Task to complete:
Without omission or alteration, write out all of the data.

[Collected data]
◆ ◆ ◆ ◆
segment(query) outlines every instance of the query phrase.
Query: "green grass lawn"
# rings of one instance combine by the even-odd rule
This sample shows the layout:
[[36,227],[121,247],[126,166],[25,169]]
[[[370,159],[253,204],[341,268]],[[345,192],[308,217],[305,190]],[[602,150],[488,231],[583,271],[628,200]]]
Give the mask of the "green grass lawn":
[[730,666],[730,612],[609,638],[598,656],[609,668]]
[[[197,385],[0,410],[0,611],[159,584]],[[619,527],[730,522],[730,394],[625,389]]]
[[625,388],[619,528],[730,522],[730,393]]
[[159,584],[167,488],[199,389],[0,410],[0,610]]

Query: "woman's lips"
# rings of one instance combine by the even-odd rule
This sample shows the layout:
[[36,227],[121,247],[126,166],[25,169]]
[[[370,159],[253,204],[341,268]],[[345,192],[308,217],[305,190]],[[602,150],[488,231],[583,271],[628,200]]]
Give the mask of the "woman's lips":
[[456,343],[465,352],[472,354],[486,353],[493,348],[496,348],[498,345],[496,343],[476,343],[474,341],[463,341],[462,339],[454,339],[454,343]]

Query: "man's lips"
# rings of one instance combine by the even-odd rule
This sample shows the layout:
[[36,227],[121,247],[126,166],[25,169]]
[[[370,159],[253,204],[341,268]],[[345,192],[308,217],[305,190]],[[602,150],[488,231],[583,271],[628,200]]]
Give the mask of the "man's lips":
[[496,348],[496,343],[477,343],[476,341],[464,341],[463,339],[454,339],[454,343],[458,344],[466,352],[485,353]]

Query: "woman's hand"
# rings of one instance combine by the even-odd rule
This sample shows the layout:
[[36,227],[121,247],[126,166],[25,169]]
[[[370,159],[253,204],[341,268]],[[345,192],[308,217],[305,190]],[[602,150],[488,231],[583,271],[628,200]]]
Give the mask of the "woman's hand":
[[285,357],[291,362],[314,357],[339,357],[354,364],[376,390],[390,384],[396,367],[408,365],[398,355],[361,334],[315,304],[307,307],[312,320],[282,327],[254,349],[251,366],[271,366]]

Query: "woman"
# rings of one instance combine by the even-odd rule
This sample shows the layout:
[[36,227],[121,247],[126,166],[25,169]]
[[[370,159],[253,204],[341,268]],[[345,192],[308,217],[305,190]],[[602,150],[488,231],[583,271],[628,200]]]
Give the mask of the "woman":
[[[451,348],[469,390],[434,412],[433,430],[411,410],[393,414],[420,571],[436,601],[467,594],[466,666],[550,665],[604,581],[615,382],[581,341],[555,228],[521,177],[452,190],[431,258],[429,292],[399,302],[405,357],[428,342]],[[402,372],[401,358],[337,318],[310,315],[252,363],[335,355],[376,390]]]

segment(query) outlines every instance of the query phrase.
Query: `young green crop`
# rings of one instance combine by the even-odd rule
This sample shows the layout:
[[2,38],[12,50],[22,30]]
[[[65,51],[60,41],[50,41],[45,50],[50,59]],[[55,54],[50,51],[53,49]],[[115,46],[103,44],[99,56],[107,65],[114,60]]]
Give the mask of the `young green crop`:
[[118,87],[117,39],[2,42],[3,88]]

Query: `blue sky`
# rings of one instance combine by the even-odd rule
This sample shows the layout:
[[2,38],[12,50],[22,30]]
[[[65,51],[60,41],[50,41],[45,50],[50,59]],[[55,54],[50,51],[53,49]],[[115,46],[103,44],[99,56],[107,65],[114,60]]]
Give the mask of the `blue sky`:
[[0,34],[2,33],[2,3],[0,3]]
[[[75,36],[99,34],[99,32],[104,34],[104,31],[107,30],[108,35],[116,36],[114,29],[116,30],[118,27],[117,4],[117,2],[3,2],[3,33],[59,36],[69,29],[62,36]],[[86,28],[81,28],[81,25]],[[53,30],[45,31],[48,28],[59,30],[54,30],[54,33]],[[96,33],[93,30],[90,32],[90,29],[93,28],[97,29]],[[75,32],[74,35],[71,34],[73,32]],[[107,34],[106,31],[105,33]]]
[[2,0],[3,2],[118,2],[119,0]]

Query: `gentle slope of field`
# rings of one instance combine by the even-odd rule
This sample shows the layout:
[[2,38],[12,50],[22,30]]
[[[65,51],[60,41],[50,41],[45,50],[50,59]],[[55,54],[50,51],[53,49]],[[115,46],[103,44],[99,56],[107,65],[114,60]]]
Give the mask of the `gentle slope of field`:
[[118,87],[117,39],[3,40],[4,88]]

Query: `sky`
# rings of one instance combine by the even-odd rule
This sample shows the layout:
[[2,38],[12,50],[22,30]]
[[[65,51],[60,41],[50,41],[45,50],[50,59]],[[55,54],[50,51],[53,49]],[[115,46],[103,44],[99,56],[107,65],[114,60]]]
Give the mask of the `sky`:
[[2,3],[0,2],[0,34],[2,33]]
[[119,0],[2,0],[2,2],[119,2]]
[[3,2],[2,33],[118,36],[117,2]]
◆ ◆ ◆ ◆
Your solution:
segment(query) outlines every instance of the query phrase.
Query: "green grass lawn"
# rings of one instance combine by the even-odd rule
This sample shows the layout:
[[36,227],[121,247],[126,166],[25,169]]
[[[370,159],[253,204],[341,268]],[[345,192],[308,217],[305,190]],[[602,150],[488,231],[583,271],[628,200]]]
Give the mask of the "green grass lawn":
[[730,666],[730,612],[609,638],[598,656],[609,668]]
[[[197,385],[0,410],[0,611],[159,584]],[[619,527],[730,522],[730,394],[625,389]]]
[[625,388],[619,528],[730,522],[730,393]]
[[159,584],[167,488],[199,389],[0,410],[0,610]]

Query: "woman's lips"
# rings of one instance combine by the even-odd rule
This sample shows the layout:
[[36,227],[121,247],[126,166],[25,169]]
[[[370,159],[253,204],[341,268]],[[345,192],[308,217],[305,190]],[[602,150],[488,231],[583,271],[628,200]]]
Give the mask of the "woman's lips":
[[456,343],[465,352],[472,354],[486,353],[493,348],[496,348],[498,345],[496,343],[476,343],[474,341],[463,341],[462,339],[454,339],[454,343]]

Query: "man's lips"
# rings of one instance combine by the even-odd rule
This sample shows the layout:
[[36,227],[121,247],[126,166],[25,169]]
[[[370,159],[253,204],[341,268]],[[345,192],[308,217],[305,190]],[[602,150],[488,231],[583,271],[628,200]]]
Give the mask of the "man's lips":
[[496,348],[496,343],[477,343],[476,341],[464,341],[463,339],[454,339],[454,343],[458,344],[466,352],[485,353]]

Query: "woman's hand"
# rings of one instance combine by the even-odd rule
This sample shows the layout:
[[36,227],[121,247],[126,166],[25,169]]
[[[370,159],[253,204],[341,268]],[[345,192],[308,217],[305,190]],[[602,150],[488,231],[583,271],[628,200]]]
Give the mask of the "woman's hand":
[[285,357],[291,362],[314,357],[339,357],[354,364],[376,390],[390,384],[396,367],[408,365],[398,355],[361,334],[315,304],[307,307],[312,320],[282,327],[254,349],[251,366],[271,366]]

Query: "woman"
# rings of one instance combine by the even-odd rule
This sample shows the layout:
[[36,227],[121,247],[126,166],[25,169]]
[[[370,159],[253,204],[341,268]],[[345,192],[308,217],[305,190]],[[602,150],[488,231],[583,271],[628,200]]]
Give the mask of the "woman":
[[[451,348],[469,390],[434,412],[433,430],[411,410],[393,414],[420,571],[436,601],[467,594],[466,666],[550,665],[604,581],[615,382],[581,341],[555,228],[521,177],[452,190],[431,258],[429,292],[399,302],[405,357],[428,342]],[[402,372],[401,358],[337,318],[310,315],[252,363],[335,355],[376,390]]]

segment(query) outlines every instance of the query phrase.
Query: `young green crop`
# rings of one instance combine by the even-odd rule
This sample shows the layout:
[[2,38],[12,50],[22,30]]
[[[65,51],[60,41],[50,41],[45,50],[50,59]],[[55,54],[50,51],[53,49]],[[115,46],[103,44],[99,56],[107,65],[114,60]]]
Give the mask of the `young green crop`:
[[118,87],[117,39],[2,42],[3,88]]

Query: `blue sky`
# rings of one instance combine by the even-odd rule
This sample shows the layout:
[[2,38],[12,50],[22,30]]
[[[65,51],[60,41],[50,41],[45,50],[50,59]],[[55,54],[50,51],[53,49]],[[115,46],[103,44],[99,56],[107,65],[114,60]]]
Give the mask of the `blue sky`:
[[0,34],[2,33],[2,3],[0,3]]
[[[75,36],[99,34],[99,32],[104,34],[104,31],[107,30],[108,35],[116,36],[114,29],[116,30],[118,27],[117,4],[117,2],[3,2],[3,33],[59,36],[69,29],[62,36]],[[86,28],[81,28],[81,25]],[[53,30],[45,31],[48,28],[59,30],[54,30],[54,33]],[[96,33],[93,30],[90,32],[90,29],[93,28],[97,29]],[[75,32],[74,35],[71,34],[73,32]],[[107,34],[106,31],[105,33]]]
[[2,0],[3,2],[118,2],[119,0]]

Query: `gentle slope of field`
# rings of one instance combine by the even-odd rule
This sample shows the layout:
[[2,38],[12,50],[22,30]]
[[[65,51],[60,41],[50,41],[45,50],[50,59]],[[55,54],[50,51],[53,49]],[[115,46],[103,44],[99,56],[107,65],[114,60]]]
Give the mask of the `gentle slope of field`:
[[118,87],[117,39],[3,40],[4,88]]

Query: `sky`
# rings of one instance combine by the even-odd rule
This sample shows the layout:
[[2,38],[12,50],[22,30]]
[[[65,51],[60,41],[50,41],[45,50],[50,59]],[[55,54],[50,51],[53,49]],[[115,46],[103,44],[99,56],[107,65],[114,60]]]
Give the mask of the `sky`:
[[2,3],[0,2],[0,34],[2,33]]
[[119,0],[2,0],[2,2],[119,2]]
[[3,2],[2,33],[118,36],[117,2]]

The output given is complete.